## Your tasks
A: From the food stamp challenge article below, write out the stretch from "Under the guidelines" through "condiments are exempt.", word for word.
B: In the food stamp challenge article below, turn the paragraph beginning "The challenge does not precisely replicate" into a short bulleted list that keeps its main facts.
C: Answer these from the food stamp challenge article below:
(i) On what dates does the Utah Food Stamp Challenge run?
(ii) What position does Gina Cornia hold?
(iii) What was the average monthly food stamp benefit in Utah in the 2011 fiscal year?

Published: Saturday, Oct. 29 2011 3:15 p.m. MDT

SALT LAKE CITY — Call it food for thought.

Then again, $28 for a week's worth of food and beverages — $1.35 a meal — probably won't stretch very far.

And that's precisely the point of Utahns Against Hunger's coming Utah Food Stamp Challenge, Nov. 8-14.

The nonprofit organization is encouraging Utahns to sign up for the challenge and to share their experiences at www.uah.org.

"This is an opportunity to talk about how challenging it is when you have such limited resources. If your entire food budget is food stamps, you have to be really thoughtful how you spend your dollars," said Gina Cornia, executive director of Utahns Against Hunger.

Under the guidelines for the challenge, participants are asked to only eat food they purchase for the challenge. Food they already own is off limits, although spices and condiments are exempt.

The $28 limit for the week should include all food purchased and eaten during the challenge week, including fast food and dining out.

Participants are asked to avoid accepting free food from friends, family or at work, including receptions or briefings.

In the past, some prominent Utahns and elected officials have taken part in the challenge. Average Utahns are encouraged to participate, too.

About 80 percent of monthly food stamp benefits are spent within two weeks, studies show. "This is a good experience in having people think about how much they spend on food," Cornia said.

In Utah, the average monthly food stamp benefit in the 2011 fiscal year was $125, approximately $4 a day or $1.35 a meal.

The challenge does not precisely replicate the experiences of food-stamp recipients because everyone has different tools in the toolboxes. Some people have the time and know-how to cook at home. Others may not have transportation to shop at stores where they may find the best buys on food. Still others may be disabled or elderly, which may limit their physical mobility.

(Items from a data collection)
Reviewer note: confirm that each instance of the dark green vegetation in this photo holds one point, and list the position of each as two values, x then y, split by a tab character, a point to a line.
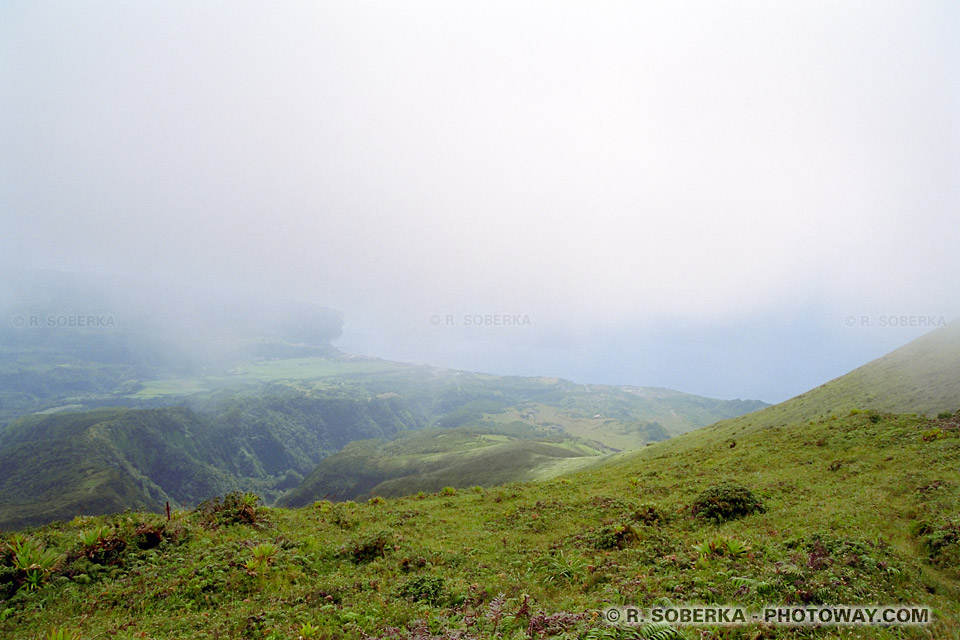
141	404
267	437
859	508
107	460
432	459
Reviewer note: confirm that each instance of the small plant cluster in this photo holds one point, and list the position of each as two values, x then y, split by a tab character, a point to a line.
722	546
428	589
367	547
234	508
618	535
726	501
940	540
26	564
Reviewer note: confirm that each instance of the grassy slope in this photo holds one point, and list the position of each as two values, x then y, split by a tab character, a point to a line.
921	377
432	459
844	501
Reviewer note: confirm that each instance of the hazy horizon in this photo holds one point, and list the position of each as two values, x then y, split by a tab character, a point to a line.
729	199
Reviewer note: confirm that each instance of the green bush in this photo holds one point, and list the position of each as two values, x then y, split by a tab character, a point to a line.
613	536
428	589
235	508
368	547
726	501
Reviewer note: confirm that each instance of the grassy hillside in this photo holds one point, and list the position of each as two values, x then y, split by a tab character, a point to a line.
268	423
921	377
60	465
855	509
432	459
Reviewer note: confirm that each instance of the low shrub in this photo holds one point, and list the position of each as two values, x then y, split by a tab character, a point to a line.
726	501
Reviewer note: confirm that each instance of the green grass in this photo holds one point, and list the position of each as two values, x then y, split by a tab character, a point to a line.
431	459
860	509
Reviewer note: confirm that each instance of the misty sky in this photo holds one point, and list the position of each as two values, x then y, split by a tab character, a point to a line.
698	195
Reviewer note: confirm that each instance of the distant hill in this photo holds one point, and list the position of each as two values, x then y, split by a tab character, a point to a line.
922	377
57	466
432	459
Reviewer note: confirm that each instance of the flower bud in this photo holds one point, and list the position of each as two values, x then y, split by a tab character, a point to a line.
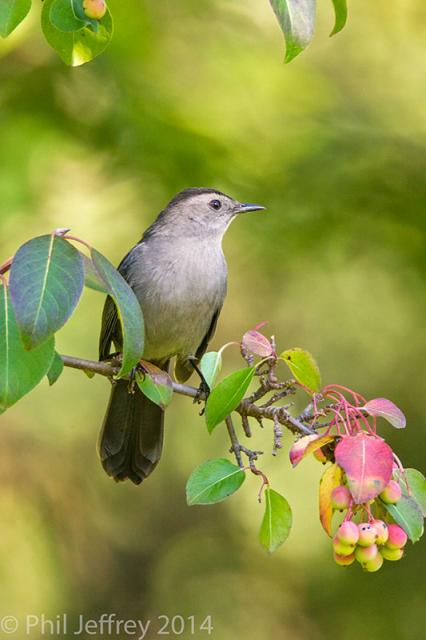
397	537
340	498
391	554
95	9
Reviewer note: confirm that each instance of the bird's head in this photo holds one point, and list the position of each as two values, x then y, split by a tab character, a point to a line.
203	213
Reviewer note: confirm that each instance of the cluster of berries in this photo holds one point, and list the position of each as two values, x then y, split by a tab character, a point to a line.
368	542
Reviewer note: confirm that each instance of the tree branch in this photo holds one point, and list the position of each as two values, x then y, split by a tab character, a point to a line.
246	409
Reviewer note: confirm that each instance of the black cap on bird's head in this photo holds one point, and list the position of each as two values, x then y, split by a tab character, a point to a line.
203	212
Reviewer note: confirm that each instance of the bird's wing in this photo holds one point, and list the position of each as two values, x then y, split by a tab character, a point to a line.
209	335
183	366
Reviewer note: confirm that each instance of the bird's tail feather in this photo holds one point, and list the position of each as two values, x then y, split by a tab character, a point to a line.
131	439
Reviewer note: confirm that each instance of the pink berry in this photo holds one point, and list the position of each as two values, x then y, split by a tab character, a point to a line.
366	554
95	9
343	561
381	530
342	549
367	534
391	493
391	554
375	564
340	498
348	533
397	537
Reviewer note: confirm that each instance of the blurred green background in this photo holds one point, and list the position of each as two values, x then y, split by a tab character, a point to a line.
194	93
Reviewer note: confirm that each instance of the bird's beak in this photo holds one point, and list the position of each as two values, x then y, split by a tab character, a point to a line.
246	208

## Responses for each task
A:
Under the guidelines for the challenge, participants are asked to only eat food they purchase for the challenge. Food they already own is off limits, although spices and condiments are exempt.

B:
- The challenge doesn't exactly match what food-stamp recipients experience, because everyone has different tools.
- Some people have the time and know-how to cook at home.
- Others may lack transportation to stores with the best food prices.
- Still others may be disabled or elderly, which can limit their mobility.

C:
(i) Nov. 8-14
(ii) Executive director of Utahns Against Hunger
(iii) $125